STATED EXERCISE: Transcribe word for word everything in the records below, from the line containing "Please segment every instance of the jockey's" down to the end of the records, including both of those lines.

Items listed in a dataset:
## BEGIN

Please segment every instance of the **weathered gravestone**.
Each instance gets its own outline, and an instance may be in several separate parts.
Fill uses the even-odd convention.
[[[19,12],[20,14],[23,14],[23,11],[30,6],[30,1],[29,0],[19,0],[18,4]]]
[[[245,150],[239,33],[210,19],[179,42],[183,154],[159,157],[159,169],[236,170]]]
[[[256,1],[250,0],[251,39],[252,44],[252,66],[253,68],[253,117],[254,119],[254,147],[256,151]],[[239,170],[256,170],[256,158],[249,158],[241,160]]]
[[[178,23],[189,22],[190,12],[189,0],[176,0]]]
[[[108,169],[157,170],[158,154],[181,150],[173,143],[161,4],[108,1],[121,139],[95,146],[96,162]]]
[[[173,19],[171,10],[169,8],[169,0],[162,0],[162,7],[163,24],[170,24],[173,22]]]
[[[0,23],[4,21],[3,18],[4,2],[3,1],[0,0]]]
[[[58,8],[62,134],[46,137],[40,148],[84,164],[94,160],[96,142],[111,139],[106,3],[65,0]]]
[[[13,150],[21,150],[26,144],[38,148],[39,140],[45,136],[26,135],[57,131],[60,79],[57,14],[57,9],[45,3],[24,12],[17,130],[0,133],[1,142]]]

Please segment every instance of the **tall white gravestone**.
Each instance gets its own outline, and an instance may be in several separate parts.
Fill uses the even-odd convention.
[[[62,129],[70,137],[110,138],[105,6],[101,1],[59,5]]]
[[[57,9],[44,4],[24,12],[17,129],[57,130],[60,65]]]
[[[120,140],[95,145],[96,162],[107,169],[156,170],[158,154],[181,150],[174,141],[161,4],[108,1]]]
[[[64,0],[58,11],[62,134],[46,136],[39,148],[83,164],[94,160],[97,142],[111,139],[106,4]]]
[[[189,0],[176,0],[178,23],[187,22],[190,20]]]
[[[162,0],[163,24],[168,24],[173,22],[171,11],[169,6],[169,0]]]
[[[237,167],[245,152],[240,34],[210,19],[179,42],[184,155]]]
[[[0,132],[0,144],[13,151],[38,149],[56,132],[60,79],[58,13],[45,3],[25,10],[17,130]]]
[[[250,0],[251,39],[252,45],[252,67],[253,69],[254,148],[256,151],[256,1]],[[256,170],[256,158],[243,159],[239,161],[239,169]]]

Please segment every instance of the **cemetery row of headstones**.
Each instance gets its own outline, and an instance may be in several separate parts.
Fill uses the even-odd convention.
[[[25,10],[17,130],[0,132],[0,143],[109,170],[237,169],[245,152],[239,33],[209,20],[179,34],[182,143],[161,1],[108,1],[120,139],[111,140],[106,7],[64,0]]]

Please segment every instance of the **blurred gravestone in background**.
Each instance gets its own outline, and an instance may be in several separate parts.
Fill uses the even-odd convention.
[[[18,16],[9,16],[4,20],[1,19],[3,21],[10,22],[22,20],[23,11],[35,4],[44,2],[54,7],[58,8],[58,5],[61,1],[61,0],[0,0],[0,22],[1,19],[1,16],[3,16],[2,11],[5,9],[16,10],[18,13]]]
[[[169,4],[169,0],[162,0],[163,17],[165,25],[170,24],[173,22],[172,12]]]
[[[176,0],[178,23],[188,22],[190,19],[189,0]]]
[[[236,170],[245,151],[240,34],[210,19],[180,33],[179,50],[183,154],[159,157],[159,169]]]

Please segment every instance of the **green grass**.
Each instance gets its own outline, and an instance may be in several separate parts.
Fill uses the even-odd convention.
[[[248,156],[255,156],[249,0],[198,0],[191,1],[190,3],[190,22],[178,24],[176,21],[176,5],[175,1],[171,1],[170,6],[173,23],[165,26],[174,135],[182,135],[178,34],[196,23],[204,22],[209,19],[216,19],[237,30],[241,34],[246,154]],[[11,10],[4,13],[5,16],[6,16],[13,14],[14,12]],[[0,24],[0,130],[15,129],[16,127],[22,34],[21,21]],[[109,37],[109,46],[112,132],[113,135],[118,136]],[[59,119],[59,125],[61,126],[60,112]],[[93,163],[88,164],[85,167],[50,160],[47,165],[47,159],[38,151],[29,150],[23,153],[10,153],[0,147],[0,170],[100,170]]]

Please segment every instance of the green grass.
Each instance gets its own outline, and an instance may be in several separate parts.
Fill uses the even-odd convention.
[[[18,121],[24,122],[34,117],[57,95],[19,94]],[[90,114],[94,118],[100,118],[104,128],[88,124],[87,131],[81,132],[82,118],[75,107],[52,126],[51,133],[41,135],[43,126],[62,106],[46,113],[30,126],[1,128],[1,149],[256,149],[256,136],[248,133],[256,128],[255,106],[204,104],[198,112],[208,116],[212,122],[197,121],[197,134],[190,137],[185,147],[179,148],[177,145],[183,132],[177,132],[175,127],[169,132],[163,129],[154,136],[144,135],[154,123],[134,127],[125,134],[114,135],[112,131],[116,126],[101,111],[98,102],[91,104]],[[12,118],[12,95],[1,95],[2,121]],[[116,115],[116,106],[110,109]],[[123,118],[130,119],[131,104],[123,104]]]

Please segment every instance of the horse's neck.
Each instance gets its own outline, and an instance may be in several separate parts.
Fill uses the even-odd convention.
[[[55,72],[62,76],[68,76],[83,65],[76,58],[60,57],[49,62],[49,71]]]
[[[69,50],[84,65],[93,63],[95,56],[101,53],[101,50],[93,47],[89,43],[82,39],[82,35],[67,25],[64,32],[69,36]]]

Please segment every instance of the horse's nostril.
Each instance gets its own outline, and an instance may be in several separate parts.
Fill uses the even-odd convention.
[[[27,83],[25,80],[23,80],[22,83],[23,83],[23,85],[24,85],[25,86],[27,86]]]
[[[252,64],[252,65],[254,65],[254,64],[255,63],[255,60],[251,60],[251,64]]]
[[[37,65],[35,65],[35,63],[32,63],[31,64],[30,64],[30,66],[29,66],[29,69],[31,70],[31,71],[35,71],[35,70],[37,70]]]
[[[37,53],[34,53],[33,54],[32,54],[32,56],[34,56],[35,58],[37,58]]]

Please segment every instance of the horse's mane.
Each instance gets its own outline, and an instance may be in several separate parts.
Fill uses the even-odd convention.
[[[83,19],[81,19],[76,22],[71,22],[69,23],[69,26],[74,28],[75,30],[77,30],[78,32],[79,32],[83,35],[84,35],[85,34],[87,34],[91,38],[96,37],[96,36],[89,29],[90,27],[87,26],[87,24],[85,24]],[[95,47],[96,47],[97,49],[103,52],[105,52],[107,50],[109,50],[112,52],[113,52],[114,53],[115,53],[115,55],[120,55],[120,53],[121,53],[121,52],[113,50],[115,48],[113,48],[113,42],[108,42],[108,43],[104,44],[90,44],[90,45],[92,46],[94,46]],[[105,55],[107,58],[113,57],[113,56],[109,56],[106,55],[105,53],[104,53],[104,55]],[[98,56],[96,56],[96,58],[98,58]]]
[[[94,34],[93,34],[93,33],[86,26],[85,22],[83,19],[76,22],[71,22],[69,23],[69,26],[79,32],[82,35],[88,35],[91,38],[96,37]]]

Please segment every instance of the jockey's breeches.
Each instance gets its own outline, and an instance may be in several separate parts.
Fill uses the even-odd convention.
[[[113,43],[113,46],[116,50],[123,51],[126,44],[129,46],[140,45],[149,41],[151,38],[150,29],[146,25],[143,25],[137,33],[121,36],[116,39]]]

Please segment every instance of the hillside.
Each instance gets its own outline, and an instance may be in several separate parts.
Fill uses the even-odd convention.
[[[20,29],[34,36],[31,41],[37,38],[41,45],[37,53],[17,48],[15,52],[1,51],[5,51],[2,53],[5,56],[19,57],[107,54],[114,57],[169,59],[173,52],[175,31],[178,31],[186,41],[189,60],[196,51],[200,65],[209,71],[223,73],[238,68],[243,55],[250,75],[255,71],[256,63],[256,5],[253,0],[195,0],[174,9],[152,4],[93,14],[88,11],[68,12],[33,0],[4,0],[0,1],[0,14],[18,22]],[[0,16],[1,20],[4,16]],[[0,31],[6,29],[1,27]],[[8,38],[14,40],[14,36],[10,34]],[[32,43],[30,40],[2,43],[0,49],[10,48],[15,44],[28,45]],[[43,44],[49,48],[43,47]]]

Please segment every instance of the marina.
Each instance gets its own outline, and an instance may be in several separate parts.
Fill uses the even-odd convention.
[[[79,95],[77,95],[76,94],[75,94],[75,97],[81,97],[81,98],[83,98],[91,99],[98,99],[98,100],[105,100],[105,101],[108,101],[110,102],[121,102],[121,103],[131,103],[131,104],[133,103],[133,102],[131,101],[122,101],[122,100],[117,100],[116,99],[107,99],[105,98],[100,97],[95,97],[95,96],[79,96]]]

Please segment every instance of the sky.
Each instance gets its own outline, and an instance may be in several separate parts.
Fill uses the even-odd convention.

## END

RESULT FOR THIS EXERCISE:
Please segment every instance of the jockey's breeches.
Each instance gets its own outline, and an instance may be in several separate parts.
Fill uses the even-odd convention.
[[[113,43],[113,46],[116,50],[123,51],[126,44],[129,46],[140,45],[149,41],[151,38],[150,29],[146,25],[143,25],[137,33],[121,36],[116,39]]]

Please segment every instance of the hillside.
Each instance gets its own outline, and an instance may be in several separate parts.
Fill uses the even-odd convention.
[[[20,29],[34,36],[31,41],[37,38],[41,45],[37,53],[17,48],[15,52],[1,51],[5,51],[2,53],[5,56],[19,57],[107,54],[114,57],[169,59],[173,52],[175,31],[178,31],[186,41],[189,60],[196,51],[200,65],[209,71],[223,73],[238,68],[243,55],[250,75],[255,71],[256,63],[256,5],[253,0],[195,0],[174,9],[152,4],[93,14],[88,11],[68,12],[33,0],[4,0],[0,1],[0,14],[18,22]],[[0,16],[1,20],[4,16]],[[0,31],[6,29],[1,27]],[[8,38],[14,40],[14,36],[10,34]],[[32,43],[30,40],[2,43],[0,49],[10,48],[15,44],[28,45]],[[43,44],[49,48],[43,47]]]

Please segment every instance of the marina.
Each instance gets its own outline, and an instance may be in several separate parts.
Fill uses the even-odd convention.
[[[79,95],[77,95],[76,94],[75,94],[75,97],[81,97],[81,98],[83,98],[91,99],[98,99],[98,100],[105,100],[105,101],[108,101],[110,102],[121,102],[121,103],[131,103],[131,104],[133,103],[133,102],[131,101],[122,101],[122,100],[117,100],[116,99],[107,99],[105,98],[100,97],[95,97],[95,96],[79,96]]]

Please segment every instance of the sky.
Each instance gets its own outline, and an instance may be in several separate parts.
Fill uses the even-odd convention.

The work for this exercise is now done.